Exercise details: Each record should be given back exactly, with none missing.

Natural-language object grounding data:
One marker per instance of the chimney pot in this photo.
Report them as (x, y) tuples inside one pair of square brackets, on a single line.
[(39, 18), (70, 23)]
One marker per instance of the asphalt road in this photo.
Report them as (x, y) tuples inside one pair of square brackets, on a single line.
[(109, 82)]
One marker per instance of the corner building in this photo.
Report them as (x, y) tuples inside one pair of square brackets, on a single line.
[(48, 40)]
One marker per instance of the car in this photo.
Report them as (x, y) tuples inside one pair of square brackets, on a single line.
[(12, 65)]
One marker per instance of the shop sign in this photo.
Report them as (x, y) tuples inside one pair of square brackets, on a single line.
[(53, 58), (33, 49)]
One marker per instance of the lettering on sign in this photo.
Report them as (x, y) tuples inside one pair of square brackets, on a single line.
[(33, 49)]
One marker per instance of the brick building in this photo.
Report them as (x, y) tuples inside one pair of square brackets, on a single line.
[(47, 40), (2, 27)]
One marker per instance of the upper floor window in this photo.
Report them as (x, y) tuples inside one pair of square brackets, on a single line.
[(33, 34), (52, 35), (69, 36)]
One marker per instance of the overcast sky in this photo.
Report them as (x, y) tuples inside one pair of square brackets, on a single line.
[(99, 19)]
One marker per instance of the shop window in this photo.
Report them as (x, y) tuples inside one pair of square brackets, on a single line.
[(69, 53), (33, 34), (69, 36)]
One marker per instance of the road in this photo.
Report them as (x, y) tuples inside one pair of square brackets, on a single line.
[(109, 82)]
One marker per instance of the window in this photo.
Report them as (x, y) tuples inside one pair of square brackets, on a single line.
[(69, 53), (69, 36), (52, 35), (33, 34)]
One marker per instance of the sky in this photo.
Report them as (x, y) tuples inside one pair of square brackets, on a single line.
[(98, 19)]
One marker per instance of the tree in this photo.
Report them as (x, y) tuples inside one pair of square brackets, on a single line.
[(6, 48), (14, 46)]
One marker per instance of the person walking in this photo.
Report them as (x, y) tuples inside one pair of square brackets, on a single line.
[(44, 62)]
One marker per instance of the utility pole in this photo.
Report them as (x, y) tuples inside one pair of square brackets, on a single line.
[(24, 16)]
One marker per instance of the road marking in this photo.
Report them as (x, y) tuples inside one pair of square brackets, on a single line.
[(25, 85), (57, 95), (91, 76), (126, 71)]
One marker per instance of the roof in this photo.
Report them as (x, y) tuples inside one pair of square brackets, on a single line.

Your solution:
One marker per instance of the chimney pot in this photo.
Report them as (x, y) tuples inside one pair of square brackets, on a single line.
[(39, 18), (70, 23)]
One marker per instance of the asphalt road in this photo.
Report them as (x, y) tuples inside one pair of square brackets, on a single line.
[(109, 82)]
One marker per instance of the corner building in this photo.
Report them as (x, y) tuples inside one pair of square brackets, on a single line.
[(48, 40)]
One marker per instance of the car in this photo.
Report them as (x, y) tuples inside one pair of square brackets, on a single line.
[(12, 65)]
One marker per instance of the shop sign in this photo.
Report them as (x, y) tuples inside one pair of square brackets, on a single line.
[(53, 58), (33, 49)]
One marker per instance of the lettering on sign in this photo.
Report them as (x, y) tuples inside one pair of square brackets, on a single line.
[(33, 49)]
One marker per instance of the brick building in this photo.
Report them as (x, y) tuples inside one pair of square brackets, on a single line.
[(47, 40), (2, 27)]
One marker per instance of the upper floor window in this photo.
Report them as (x, y) tuples inside one pair of square brackets, on a single line.
[(33, 34), (52, 35), (69, 36)]
One marker per instance of the overcast sky in this photo.
Report them as (x, y) tuples inside one pair of square brackets, on a single line.
[(99, 19)]
One marker per instance of the shop window in this photo.
Report them as (x, y) tuples inside one pair of square brackets, on a single line.
[(69, 53), (33, 34), (69, 36)]
One marker per instance of the road in this photo.
Report them as (x, y) tuples inside one pair of square brackets, on a single line.
[(109, 82)]
One marker per instance of the window in this photo.
Report them as (x, y) tuples inside one pair of square brackets, on a single line.
[(69, 53), (69, 36), (52, 35), (33, 34)]
One marker per instance of the sky in this photo.
Report them as (x, y) tuples inside one pair of square brackets, on a single line.
[(98, 19)]
One marker per instance of the tree in this photo.
Report them as (x, y) tuples inside one pair of square brackets, on a single line.
[(6, 48), (14, 46)]
One marker per instance of the person walking in this photo.
Report them as (x, y) tuples inside one pair of square brackets, on a single line.
[(44, 62)]
One marker per instance of the utility pole in this photo.
Report them as (x, y) tuples inside one pair of square brackets, on a single line.
[(24, 16)]
One marker per instance of the road marking in this photo.
Report them as (x, y) tuples inside one pair of square brackets, on a single line.
[(25, 85), (57, 95), (91, 76), (126, 71)]
One marker per instance of the roof in this photo.
Report them as (x, y) tuples inside one pair of square brackets, on a single line.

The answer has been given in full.